● What to work on: Return verbatim the lines starting at the one containing "Every instance of the foreground" and ending at the one containing "pixel 34 240", with both endpoints included.

● Excerpted data:
[start]

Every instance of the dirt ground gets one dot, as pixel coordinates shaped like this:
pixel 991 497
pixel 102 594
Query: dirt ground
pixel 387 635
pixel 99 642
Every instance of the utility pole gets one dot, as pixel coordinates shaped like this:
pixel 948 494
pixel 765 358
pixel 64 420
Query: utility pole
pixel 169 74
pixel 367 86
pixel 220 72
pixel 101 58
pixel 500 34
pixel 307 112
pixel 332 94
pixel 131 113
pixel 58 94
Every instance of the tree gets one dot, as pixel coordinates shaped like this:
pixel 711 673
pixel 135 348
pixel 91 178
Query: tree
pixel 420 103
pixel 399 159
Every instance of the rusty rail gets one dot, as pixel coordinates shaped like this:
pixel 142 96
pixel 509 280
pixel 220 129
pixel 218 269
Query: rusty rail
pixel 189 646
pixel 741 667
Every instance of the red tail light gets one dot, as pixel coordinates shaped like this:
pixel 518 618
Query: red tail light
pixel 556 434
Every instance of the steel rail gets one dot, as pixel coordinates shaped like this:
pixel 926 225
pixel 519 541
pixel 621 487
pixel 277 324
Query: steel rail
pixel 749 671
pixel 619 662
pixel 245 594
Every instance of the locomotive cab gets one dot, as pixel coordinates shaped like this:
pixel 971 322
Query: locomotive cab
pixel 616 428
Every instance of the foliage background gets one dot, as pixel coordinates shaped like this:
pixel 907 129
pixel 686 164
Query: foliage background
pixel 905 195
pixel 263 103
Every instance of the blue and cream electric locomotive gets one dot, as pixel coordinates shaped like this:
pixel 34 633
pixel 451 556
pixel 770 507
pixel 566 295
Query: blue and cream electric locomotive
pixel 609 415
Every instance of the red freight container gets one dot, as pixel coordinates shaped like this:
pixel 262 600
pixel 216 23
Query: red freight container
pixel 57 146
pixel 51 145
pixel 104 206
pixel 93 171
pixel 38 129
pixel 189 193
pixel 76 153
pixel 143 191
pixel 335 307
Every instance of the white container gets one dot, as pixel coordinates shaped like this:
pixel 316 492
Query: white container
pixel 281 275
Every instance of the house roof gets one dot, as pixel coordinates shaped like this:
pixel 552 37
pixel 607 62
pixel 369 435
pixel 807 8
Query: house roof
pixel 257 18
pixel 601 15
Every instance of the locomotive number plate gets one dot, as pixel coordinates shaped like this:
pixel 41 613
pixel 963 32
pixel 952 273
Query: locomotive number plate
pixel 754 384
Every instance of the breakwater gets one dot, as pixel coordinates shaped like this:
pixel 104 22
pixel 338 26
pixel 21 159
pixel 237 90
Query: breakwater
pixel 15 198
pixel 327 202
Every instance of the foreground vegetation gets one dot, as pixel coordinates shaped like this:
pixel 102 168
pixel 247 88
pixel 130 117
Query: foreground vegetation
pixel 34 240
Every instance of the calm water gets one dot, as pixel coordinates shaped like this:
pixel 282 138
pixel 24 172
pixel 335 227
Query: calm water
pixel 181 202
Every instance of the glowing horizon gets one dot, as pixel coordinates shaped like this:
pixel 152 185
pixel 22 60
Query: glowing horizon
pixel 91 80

[end]

● Output of the exercise:
Every instance of the foreground vegetation gets one dot, as pixel coordinates shaped like this:
pixel 102 168
pixel 247 88
pixel 130 117
Query: foreground vegetation
pixel 34 240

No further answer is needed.